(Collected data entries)
▼▼▼

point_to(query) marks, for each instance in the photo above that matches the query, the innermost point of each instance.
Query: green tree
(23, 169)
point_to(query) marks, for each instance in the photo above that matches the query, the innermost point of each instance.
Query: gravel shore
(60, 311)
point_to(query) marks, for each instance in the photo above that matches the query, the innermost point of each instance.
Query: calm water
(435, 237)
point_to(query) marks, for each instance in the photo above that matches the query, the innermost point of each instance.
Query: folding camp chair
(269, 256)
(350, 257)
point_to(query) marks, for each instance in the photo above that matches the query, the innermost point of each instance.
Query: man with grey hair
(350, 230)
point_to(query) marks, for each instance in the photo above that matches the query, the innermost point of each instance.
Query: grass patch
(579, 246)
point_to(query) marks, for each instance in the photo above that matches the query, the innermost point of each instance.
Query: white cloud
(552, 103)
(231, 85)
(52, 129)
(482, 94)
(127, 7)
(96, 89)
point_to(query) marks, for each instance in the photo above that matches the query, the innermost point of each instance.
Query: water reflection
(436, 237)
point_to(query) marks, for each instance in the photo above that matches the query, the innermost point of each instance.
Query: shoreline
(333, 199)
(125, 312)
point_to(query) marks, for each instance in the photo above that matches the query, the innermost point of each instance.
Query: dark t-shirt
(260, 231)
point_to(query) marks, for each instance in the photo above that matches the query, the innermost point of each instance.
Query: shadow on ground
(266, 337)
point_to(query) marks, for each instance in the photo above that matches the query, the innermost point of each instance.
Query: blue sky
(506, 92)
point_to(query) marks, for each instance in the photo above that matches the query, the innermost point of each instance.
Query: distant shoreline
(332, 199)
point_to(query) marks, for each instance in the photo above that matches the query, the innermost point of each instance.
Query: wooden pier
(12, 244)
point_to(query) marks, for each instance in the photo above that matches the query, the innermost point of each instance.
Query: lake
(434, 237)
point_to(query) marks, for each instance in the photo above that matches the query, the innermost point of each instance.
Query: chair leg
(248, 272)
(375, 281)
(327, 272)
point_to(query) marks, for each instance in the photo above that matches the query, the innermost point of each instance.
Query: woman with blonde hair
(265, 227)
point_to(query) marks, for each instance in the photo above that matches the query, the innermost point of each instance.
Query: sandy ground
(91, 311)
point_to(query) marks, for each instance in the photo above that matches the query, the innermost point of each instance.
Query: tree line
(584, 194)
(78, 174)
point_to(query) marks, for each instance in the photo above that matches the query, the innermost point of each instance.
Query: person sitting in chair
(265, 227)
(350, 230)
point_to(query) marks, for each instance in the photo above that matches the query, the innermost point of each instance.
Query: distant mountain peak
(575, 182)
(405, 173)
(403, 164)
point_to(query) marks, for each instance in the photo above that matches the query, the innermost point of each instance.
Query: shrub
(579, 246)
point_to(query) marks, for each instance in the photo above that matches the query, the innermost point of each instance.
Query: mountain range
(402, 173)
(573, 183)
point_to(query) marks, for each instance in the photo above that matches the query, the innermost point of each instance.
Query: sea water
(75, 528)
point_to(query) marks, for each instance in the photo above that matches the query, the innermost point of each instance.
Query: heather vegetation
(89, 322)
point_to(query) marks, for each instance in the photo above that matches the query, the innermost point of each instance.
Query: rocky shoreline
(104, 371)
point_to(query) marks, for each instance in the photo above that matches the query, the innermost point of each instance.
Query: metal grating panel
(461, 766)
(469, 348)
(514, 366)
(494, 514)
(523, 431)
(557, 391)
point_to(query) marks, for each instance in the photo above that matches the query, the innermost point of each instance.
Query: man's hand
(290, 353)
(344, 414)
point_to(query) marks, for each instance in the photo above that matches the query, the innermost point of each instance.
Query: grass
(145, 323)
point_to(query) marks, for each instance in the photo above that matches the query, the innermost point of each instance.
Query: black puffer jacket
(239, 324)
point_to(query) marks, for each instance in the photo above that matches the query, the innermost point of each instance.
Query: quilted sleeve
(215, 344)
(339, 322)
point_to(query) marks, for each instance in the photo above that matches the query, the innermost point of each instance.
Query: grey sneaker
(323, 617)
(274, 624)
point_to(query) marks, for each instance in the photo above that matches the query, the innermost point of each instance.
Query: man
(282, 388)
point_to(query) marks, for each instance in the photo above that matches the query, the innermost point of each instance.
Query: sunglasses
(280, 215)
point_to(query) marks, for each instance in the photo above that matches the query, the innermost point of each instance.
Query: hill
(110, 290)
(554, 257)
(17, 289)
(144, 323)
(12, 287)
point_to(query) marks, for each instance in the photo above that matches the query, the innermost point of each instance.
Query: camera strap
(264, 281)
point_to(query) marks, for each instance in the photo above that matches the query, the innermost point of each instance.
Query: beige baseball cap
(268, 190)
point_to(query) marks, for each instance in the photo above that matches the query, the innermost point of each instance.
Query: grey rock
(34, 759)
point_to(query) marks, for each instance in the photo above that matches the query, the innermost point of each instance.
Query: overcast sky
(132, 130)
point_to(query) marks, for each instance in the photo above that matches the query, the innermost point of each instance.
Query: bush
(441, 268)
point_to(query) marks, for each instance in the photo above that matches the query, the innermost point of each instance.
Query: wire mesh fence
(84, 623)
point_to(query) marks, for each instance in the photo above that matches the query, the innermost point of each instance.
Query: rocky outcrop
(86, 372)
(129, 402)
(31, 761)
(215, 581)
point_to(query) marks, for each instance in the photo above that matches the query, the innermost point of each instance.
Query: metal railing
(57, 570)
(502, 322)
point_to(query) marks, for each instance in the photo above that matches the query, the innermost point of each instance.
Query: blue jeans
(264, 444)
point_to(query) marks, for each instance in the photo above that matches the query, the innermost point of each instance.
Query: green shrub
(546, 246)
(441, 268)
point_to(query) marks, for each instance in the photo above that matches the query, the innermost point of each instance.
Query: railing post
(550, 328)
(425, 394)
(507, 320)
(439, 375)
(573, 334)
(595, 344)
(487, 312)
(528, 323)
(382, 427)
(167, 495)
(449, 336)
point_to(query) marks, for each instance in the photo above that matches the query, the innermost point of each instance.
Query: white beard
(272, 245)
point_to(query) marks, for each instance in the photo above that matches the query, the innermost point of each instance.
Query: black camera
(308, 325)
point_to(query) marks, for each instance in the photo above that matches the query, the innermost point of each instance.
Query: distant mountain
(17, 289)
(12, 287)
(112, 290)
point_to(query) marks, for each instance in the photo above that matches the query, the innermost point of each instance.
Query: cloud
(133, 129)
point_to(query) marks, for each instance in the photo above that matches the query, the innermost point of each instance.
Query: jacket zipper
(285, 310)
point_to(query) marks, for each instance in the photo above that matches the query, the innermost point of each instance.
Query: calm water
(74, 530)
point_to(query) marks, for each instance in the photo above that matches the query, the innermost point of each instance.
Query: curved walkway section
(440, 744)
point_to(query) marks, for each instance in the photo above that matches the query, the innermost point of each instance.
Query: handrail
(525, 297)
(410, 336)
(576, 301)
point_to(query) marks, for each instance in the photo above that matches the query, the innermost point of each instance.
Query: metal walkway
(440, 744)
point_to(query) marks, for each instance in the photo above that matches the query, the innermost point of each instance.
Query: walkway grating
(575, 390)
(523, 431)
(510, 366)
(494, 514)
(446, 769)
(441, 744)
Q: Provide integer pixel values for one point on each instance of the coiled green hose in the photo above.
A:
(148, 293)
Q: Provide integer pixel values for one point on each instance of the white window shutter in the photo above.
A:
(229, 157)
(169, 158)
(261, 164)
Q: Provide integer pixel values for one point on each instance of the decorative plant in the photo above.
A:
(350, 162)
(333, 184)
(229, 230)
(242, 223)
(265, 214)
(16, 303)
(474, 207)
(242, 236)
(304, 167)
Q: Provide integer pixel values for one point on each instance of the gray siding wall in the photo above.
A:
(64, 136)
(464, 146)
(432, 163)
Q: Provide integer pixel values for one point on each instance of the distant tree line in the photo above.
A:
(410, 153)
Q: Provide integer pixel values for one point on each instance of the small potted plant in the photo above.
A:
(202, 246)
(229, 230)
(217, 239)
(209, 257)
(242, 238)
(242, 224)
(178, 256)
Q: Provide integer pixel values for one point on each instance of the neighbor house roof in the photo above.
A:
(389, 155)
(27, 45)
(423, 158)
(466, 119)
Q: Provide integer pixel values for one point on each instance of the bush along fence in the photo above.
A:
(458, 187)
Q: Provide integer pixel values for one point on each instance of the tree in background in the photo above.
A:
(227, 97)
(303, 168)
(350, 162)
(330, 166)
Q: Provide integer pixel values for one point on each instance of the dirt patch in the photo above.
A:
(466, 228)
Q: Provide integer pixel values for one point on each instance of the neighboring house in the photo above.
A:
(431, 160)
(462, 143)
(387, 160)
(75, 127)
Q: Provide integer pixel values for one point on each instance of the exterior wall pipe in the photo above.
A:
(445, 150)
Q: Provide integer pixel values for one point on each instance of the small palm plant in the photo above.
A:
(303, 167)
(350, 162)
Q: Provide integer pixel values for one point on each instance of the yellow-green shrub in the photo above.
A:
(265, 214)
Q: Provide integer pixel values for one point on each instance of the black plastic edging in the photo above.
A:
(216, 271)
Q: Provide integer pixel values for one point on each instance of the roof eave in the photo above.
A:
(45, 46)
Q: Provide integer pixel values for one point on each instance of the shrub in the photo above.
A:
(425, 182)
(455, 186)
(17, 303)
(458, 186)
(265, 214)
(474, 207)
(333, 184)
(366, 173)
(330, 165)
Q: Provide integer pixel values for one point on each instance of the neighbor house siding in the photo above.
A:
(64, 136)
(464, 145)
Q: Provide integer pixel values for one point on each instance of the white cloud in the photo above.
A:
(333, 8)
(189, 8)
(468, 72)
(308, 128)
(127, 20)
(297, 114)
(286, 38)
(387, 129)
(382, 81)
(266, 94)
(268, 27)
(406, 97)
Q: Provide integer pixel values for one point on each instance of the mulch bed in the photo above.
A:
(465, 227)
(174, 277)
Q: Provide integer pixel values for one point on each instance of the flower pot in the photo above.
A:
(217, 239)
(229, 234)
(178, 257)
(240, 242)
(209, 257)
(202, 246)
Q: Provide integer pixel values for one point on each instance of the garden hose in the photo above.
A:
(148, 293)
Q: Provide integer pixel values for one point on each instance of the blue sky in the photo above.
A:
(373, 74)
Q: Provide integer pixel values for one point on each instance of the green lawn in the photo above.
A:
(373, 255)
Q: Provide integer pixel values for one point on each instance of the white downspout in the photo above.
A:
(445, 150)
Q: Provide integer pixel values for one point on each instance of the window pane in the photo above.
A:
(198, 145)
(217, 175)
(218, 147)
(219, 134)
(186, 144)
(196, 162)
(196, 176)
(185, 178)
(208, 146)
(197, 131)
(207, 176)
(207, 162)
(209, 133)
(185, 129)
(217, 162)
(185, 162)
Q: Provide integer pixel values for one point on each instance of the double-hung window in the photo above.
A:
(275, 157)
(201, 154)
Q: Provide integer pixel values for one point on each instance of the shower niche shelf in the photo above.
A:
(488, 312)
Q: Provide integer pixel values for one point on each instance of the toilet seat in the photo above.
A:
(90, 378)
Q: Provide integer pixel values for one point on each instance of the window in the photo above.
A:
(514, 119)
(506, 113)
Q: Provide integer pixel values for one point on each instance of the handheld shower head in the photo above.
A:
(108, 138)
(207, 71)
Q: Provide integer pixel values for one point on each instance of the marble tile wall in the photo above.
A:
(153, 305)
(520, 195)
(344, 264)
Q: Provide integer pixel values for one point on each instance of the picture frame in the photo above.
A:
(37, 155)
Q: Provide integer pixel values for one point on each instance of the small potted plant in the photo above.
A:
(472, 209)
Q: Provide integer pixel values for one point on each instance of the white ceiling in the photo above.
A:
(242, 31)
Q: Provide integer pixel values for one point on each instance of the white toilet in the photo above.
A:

▲▲▲

REQUIRED WORK: When a line of the records holds the word "roof", copy that line.

ANSWER SPACE:
Q: Provide integer pixel values for one point on each instance of the neighbor house roof in the photo above.
Q: Provide integer pixel values for one point on each instance of the roof eave in the photo above.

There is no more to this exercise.